▶ 練習問題
A. 福音についての文章で「讃美歌の『アメイジング・グレイス』を作詞した」で始まる段落を、主な事実を残して箇条書きにまとめること。
B. 福音についての文章を、最後の文のあとから書き継ぐこと。

##### 本文 #####

しばしば、「あの人は難しい人だから」とか「あんな生き方をして来た人に、救いは無理ではないか」などという声も聴かれます。しかし、聖書は何と言っているでしょう。福音は神の力だと言います。主イエスもルカ18:27で「人にはできないことが、神にはできる」と言われます。
でも、これは本当でしょうか。本当です!現にパウロ自身がそうでした。ユダヤ教徒の頃と比べ、イエスを信じてから彼はどんなに変ったでしょう。本来の強い気質と性格の上に、驚くほど深い愛、謙遜、柔和、思いやりに満ちた人となりました。
讃美歌の『アメイジング・グレイス』を作詞したイギリス人、ジョン・ニュートンもそうです。元は奴隷船の船長で、奴隷貿易をし、すさんだ生活をし、神やキリストについてひどい暴言を吐き、人を金で売り買いすることに何の罪悪も感じず、奴隷船に閉じ込められている女性の奴隷に平気で暴行を働き、とても罪深い人生を送っていました。しかし、イエス・キリストの福音に捉えられると、徐々に変化が起り、罪深い生活から足を洗い、妻を心から愛し、驚くべき救いの恵みを讃える讃美歌を作る牧師に変わりました。『讃美歌21』の 451番(1、5)にある「アメイジング・グレイス」の歌詞はこうです。「くすしき み恵み 我を救い、迷いしこの身も たち返りぬ/ この身は衰え、世を去る時、喜び溢るる 御国(みくに)に生きん」
私が昔、牧師をしていた教会の元教会員で、1982年2月、11歳で天に召されたリリコちゃんは大変利発で元気な女の子でした。しかし、9歳の誕生日の頃、左脚が痛いと言い出し、検査の結果、骨肉腫と分りました。即刻、左脚を股関節の所から切除しなければならない。苦しみ悩んだ挙げ句、ご両親がついに彼女に打ち明けられます。その時の様子を、父親のYさんはのちにこう語られたと聞いています。「語ろうと用意した言葉は全く出て来ないで、『リリの片脚を取らないと、命が危ない』と言ったきり、あとは声になりませんでした。リリコは驚いて泣きわめき、私たちの膝の上を行ったり来たりしましたが、私たちはただ抱きしめ、オロオロするばかりでした。『神に信頼しよう』と用意した言葉は、ついに出て来なかったのです。長い時が経って口を切ったのはリリコの方からでした。『パパもママも、もう泣かないでほしい。リリには神様がついているから怖くない。足がなくなるのは悲しいけれど、これからは、このことで決して泣かないから』と言い、なくなる方の脚を抱きしめ、『神様、9年間もRの足を使わせて下さってありがとうございます』と祈ったのです。」僅か9歳の女の子がこう言える!祈れる!これが福音です。福音は本当に信じる者「全て」に救いをもたらす神の力なのです。

##### 記録一覧 #####

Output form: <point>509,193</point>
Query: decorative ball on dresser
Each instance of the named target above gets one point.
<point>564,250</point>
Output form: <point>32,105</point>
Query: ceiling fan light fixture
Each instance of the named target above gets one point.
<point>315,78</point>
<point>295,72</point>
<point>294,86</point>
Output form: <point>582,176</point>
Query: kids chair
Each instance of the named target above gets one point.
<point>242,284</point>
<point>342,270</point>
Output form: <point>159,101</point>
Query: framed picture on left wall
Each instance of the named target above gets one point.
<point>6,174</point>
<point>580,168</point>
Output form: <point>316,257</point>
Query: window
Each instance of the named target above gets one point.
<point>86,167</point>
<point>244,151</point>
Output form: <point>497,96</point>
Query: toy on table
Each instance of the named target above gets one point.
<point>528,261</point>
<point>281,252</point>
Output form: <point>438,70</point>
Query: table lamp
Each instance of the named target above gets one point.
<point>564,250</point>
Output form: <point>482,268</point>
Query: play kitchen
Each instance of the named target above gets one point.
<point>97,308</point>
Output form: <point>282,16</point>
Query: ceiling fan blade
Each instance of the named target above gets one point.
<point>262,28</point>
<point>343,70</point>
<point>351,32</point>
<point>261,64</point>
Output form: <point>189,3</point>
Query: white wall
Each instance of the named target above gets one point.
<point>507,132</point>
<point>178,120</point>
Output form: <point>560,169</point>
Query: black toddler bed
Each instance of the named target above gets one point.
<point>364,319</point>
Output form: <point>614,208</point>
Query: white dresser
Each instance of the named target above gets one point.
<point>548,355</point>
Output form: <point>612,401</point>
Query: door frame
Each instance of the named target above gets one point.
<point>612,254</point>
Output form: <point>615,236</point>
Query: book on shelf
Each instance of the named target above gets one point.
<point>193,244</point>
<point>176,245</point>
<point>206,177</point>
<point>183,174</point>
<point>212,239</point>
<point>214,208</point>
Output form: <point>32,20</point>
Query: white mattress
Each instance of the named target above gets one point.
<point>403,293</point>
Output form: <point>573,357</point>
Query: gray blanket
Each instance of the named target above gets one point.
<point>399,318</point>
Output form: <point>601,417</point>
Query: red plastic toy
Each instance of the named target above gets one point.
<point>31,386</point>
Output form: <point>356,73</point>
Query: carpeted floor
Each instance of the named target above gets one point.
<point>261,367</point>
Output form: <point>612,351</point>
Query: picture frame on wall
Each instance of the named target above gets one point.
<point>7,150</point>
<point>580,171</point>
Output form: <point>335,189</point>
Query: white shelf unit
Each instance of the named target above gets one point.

#####

▶ 解答
A.
- 『アメイジング・グレイス』の作詞者は、イギリス人のジョン・ニュートンである。
- 元は奴隷船の船長で、奴隷貿易をし、すさんだ罪深い生活を送っていた。
- 神やキリストにひどい暴言を吐き、人を金で売り買いすることに罪悪を感じず、奴隷船の女性の奴隷に暴行を働いた。
- イエス・キリストの福音に捉えられると徐々に変わり、罪深い生活から足を洗って、妻を心から愛するようになった。
- 驚くべき救いの恵みを讃える讃美歌を作る牧師になった。
- 『讃美歌21』451番(1、5)の歌詞は「くすしき み恵み 我を救い、迷いしこの身も たち返りぬ/ この身は衰え、世を去る時、喜び溢るる 御国(みくに)に生きん」である。

B.
第三に、福音はただ信仰によって救いを人にもたらす神の力なのです!福音は16節「信じる全ての人」に救いをもたらす神の力とあります。「信じる」、つまり、神の御子イエスを救い主として心から信じ依り頼み、イエスに従って歩もうとする信仰こそ、救いをもたらす神の力が私たちに決定的に働く恵みの通路なのです。永遠の救いに与るためには、信仰こそが大事で、行いや生き方や人柄そのものでもありません。ひとえに信仰です。パウロは17節で「福音には神の義が啓示されていて、信仰に始まり信仰に進ませる」と言います。ここの「信仰に始まり信仰に進ませる」を、新共同訳聖書は「初めから終りまで信仰を通して実現される」と訳しています。この翻訳も可能であり、私はこちらの訳の方が良いと思っています。
とにかく、信仰の重要性を強調するために、「義人は信仰によって生きる」という旧約聖書のハバクク書2:4を引用します。細かい説明は省きます。大切なのは信仰です。福音は本当にただ信仰により誰をも救うことの出来る神の力なのです。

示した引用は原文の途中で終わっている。